▶ _WHAT IS BEING ASKED_: Reprint the entries without altering anything.
==================================================
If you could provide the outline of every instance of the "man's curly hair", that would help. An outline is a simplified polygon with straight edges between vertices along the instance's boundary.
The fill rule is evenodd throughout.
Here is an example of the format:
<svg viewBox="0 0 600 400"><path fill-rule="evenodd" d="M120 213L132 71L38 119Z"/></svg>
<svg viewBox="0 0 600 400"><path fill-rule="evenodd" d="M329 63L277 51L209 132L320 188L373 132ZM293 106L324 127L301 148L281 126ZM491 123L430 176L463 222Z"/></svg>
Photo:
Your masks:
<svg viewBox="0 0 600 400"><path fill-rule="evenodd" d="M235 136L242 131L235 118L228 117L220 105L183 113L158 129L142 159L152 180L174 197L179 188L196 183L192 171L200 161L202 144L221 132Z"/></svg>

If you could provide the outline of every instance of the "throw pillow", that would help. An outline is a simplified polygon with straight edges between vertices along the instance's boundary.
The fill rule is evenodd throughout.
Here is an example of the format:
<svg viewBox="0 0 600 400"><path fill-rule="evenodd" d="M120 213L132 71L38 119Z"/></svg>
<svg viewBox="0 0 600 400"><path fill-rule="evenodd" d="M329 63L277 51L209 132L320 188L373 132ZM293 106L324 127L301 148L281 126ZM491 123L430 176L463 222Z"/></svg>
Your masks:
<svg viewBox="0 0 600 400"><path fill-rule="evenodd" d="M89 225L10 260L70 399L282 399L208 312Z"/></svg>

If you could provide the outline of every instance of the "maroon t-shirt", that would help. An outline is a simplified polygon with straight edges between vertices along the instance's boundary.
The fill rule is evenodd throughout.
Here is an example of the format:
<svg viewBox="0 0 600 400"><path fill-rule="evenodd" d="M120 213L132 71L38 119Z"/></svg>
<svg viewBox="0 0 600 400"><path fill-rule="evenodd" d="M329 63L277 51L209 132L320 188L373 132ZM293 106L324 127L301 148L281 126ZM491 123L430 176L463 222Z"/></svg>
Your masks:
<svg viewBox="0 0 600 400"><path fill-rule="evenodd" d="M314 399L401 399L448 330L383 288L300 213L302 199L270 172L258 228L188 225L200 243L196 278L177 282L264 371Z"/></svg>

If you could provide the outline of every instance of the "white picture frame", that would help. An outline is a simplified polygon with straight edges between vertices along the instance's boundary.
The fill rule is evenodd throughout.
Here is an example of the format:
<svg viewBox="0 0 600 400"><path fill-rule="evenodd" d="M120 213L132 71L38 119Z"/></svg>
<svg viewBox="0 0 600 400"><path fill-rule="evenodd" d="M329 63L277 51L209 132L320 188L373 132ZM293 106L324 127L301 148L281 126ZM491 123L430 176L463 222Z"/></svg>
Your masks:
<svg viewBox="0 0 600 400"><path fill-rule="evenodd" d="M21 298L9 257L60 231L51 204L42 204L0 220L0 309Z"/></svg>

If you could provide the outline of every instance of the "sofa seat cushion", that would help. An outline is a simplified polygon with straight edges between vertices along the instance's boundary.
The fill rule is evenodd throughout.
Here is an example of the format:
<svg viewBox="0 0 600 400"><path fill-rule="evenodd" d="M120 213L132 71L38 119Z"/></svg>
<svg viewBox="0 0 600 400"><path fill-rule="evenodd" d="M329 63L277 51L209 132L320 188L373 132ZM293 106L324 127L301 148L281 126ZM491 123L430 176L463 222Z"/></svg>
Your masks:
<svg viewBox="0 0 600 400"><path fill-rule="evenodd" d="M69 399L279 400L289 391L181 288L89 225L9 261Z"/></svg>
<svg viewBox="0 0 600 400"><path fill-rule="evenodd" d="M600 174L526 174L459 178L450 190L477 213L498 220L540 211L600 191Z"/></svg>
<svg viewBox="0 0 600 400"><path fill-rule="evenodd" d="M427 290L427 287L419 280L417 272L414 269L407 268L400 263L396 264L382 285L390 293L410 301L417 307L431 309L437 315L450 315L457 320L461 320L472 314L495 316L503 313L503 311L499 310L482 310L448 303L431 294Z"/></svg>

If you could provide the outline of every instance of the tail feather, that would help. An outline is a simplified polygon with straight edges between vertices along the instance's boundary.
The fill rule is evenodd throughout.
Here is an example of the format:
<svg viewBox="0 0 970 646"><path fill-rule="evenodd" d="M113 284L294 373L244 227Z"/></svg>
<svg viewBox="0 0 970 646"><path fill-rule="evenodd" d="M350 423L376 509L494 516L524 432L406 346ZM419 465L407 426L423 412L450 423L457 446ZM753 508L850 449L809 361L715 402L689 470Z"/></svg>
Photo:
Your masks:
==================================================
▶ _OUTPUT FOR THIS EXERCISE_:
If you could provide the outline of every instance of the "man's curly hair", that would help. An outline is a simplified polygon with straight edges between vertices along the instance's boundary.
The fill rule is evenodd throughout.
Here is an example of the format:
<svg viewBox="0 0 600 400"><path fill-rule="evenodd" d="M120 213L132 71L38 119Z"/></svg>
<svg viewBox="0 0 600 400"><path fill-rule="evenodd" d="M329 63L277 51L209 132L320 188L373 132ZM293 106L324 127L301 148L281 126ZM491 123L430 176L463 222Z"/></svg>
Photo:
Your masks:
<svg viewBox="0 0 600 400"><path fill-rule="evenodd" d="M235 136L242 131L235 118L228 117L220 105L183 113L158 129L142 159L152 180L174 197L179 188L196 183L192 171L200 161L202 144L221 132Z"/></svg>

If you could provide the outline of every instance of the "throw pillow", that would help. An outline is a simplified polygon with straight edges between vertices along the instance's boundary.
The fill rule is evenodd throughout.
Here is an example of the format:
<svg viewBox="0 0 600 400"><path fill-rule="evenodd" d="M120 213L132 71L38 119Z"/></svg>
<svg viewBox="0 0 600 400"><path fill-rule="evenodd" d="M329 63L277 51L209 132L320 188L373 132ZM293 106L324 127L301 148L281 126ZM491 123L430 176L463 222Z"/></svg>
Your masks:
<svg viewBox="0 0 600 400"><path fill-rule="evenodd" d="M89 225L10 260L70 399L282 399L208 312Z"/></svg>

If you could provide the outline of every instance of the "maroon t-shirt", that would help. An outline is a simplified polygon with straight edges between vertices along the instance's boundary.
The fill rule is evenodd throughout.
Here is an example of the format:
<svg viewBox="0 0 600 400"><path fill-rule="evenodd" d="M120 213L132 71L38 119Z"/></svg>
<svg viewBox="0 0 600 400"><path fill-rule="evenodd" d="M329 63L277 51L209 132L320 188L373 132ZM293 106L324 127L301 148L281 126ZM491 123L430 176L463 222Z"/></svg>
Your masks:
<svg viewBox="0 0 600 400"><path fill-rule="evenodd" d="M314 399L401 399L448 330L383 288L300 213L302 199L270 172L258 228L188 225L200 243L196 278L177 282L264 371Z"/></svg>

If you could provide the outline of every instance of the "white picture frame", that would help. An outline is a simplified polygon with straight edges between vertices along the instance's boundary.
The fill rule is evenodd throughout.
Here is an example of the format:
<svg viewBox="0 0 600 400"><path fill-rule="evenodd" d="M120 213L132 71L38 119Z"/></svg>
<svg viewBox="0 0 600 400"><path fill-rule="evenodd" d="M329 63L277 51L209 132L320 188L373 132ZM293 106L324 127L301 148L281 126ZM491 123L430 176L463 222Z"/></svg>
Your masks:
<svg viewBox="0 0 600 400"><path fill-rule="evenodd" d="M21 298L9 257L60 231L51 204L42 204L0 220L0 309Z"/></svg>

If you could provide the outline of every instance of the "sofa seat cushion", that would help. An outline is a simplified polygon with straight edges between vertices along the instance's boundary.
The fill rule is evenodd throughout.
Here is an example of the format:
<svg viewBox="0 0 600 400"><path fill-rule="evenodd" d="M120 213L132 71L38 119Z"/></svg>
<svg viewBox="0 0 600 400"><path fill-rule="evenodd" d="M329 63L277 51L209 132L320 188L373 132ZM293 106L324 127L301 148L281 126ZM491 123L430 176L463 222Z"/></svg>
Your masks:
<svg viewBox="0 0 600 400"><path fill-rule="evenodd" d="M69 399L279 400L289 391L181 288L89 225L9 261Z"/></svg>
<svg viewBox="0 0 600 400"><path fill-rule="evenodd" d="M600 174L526 174L459 178L450 190L477 213L498 220L540 211L600 191Z"/></svg>
<svg viewBox="0 0 600 400"><path fill-rule="evenodd" d="M427 290L427 287L419 280L417 272L414 269L407 268L400 263L396 264L382 285L390 293L410 301L417 307L431 309L437 315L450 315L457 320L461 320L472 314L495 316L503 313L503 311L499 310L482 310L448 303L431 294Z"/></svg>

If you could provide the outline of every instance of the tail feather, that would help. An outline is a simplified polygon with straight edges between vertices along the instance's boundary.
The fill rule is evenodd throughout.
Here is an example of the format:
<svg viewBox="0 0 970 646"><path fill-rule="evenodd" d="M113 284L294 373L244 227Z"/></svg>
<svg viewBox="0 0 970 646"><path fill-rule="evenodd" d="M350 423L376 509L494 516L524 432L406 346ZM419 465L407 426L423 412L450 423L457 446ZM753 508L850 449L809 361L715 402L689 470Z"/></svg>
Photo:
Your masks:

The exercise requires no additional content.